* [Problem]: Copy everything from the line containing "Outline every instance of the sun." down to the line containing "M 342 84 L 350", changing "Photo" to "Image" and leaving all else as it is. Omit the pictures from your answer.

* [Listing]:
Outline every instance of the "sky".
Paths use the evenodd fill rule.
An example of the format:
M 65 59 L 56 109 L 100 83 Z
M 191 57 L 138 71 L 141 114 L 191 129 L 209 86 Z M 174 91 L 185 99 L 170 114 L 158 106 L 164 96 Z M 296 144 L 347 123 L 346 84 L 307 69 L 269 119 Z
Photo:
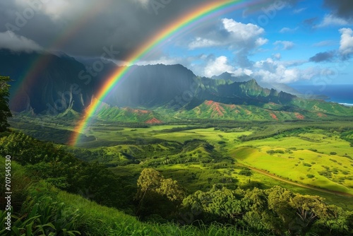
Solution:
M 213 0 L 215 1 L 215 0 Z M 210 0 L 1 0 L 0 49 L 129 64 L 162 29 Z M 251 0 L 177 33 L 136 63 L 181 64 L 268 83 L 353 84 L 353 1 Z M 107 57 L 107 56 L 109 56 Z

* * *

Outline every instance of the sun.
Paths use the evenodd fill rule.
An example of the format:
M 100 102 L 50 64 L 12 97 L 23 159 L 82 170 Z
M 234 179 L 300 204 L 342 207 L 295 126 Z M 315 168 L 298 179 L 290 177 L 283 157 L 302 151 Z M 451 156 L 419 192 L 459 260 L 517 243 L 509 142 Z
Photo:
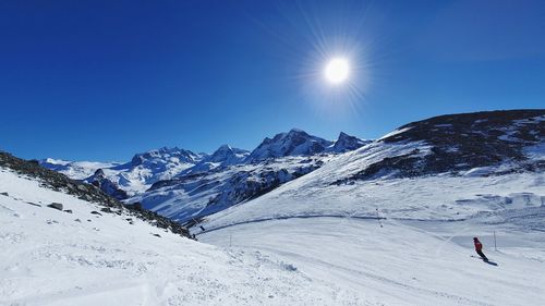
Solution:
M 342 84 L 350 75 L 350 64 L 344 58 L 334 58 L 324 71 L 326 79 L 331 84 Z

* * *

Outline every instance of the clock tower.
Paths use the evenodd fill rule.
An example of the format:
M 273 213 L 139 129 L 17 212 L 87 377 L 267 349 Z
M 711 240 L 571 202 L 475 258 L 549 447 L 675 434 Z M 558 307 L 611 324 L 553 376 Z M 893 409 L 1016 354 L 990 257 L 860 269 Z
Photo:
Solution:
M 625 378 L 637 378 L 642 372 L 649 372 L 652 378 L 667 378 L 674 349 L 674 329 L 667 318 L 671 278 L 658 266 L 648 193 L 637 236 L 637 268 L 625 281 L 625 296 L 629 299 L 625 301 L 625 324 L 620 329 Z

* [Exercise answer]:
Outline every instance of the sun.
Paths use the evenodd fill rule.
An example of the format:
M 100 102 L 50 64 L 12 97 L 23 159 L 82 170 Z
M 234 179 L 300 204 L 342 207 L 295 126 Z M 315 168 L 298 179 L 290 177 L 283 157 L 302 151 Z M 451 156 L 419 192 L 459 260 L 517 243 L 509 142 Z
Image:
Solution:
M 342 84 L 350 75 L 350 64 L 344 58 L 334 58 L 324 71 L 326 79 L 331 84 Z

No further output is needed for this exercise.